Natural language region descriptions
[Start of section]
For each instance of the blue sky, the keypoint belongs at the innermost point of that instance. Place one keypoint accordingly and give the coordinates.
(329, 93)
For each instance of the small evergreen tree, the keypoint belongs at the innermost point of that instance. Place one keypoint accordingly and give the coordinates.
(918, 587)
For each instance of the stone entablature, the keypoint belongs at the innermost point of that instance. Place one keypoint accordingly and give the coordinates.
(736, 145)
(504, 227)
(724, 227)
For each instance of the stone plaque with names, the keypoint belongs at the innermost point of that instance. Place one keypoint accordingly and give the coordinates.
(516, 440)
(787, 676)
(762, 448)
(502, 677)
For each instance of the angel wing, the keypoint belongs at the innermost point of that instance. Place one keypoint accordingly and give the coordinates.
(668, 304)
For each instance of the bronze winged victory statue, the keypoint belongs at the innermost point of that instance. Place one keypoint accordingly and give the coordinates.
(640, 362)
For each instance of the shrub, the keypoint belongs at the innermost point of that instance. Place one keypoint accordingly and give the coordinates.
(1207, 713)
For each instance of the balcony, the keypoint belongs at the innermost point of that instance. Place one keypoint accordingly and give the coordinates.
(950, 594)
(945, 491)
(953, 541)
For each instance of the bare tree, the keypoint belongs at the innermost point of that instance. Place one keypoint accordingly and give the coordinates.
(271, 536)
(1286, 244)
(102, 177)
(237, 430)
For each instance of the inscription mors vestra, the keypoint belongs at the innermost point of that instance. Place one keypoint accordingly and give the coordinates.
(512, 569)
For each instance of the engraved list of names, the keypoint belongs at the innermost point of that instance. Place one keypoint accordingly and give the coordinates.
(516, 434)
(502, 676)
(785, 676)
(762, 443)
[End of section]
*WHAT YOU SHOULD DO*
Reproduce all the records, exactly and in full.

*OUTPUT OF THE TASK*
For each instance of the blue sky, the keypoint belongs at the innermost point of that instance. Place one keypoint accordingly and give the coordinates.
(329, 93)
For each instance of the small evergreen tree, the keypoint belongs at the innermost point of that instance. Place one keypoint accordingly and give the coordinates.
(918, 587)
For each instance of the stone entablature, the keypoint belongs at the innermost point of that instance. Place one keypoint accordingly and give the coordinates.
(736, 145)
(504, 227)
(724, 227)
For each instance of the stone plaque with names, the keypoint belongs at the innermost point of that instance. Place one keypoint accordingly and give the coordinates.
(516, 440)
(787, 676)
(762, 448)
(502, 677)
For each instance of the angel wing, the keypoint belongs at the innermost point of that instance. Place one keypoint accordingly and give the coordinates.
(668, 304)
For each instance of the bronze winged victory statue, the keypoint belongs at the innermost point of that instance. Place one keypoint accordingly and give the coordinates.
(640, 362)
For each instance of the shrub, the keypoint belongs at the innermost point of that instance. Place one keypoint accordingly and give the coordinates.
(1207, 713)
For each instance of the balcony, the keypoint belongs at the innermost point of that instance. Place one keypoint accordingly and give the coordinates.
(950, 594)
(945, 491)
(953, 541)
For each instance of the bare tree, the keypoint belongs at the innermost point of that instance. Place one keypoint accordingly and give the coordinates.
(271, 536)
(1286, 244)
(102, 177)
(237, 430)
For each instance of the inscription mors vestra, the keypoint belongs at the innermost point of that instance. Place one keypoint accordingly and give the coordinates.
(512, 569)
For each instance of the engraved list of names, the keypoint belongs at the innermost point of that instance. Place one keypoint accordingly and give the coordinates.
(516, 434)
(502, 676)
(785, 676)
(762, 443)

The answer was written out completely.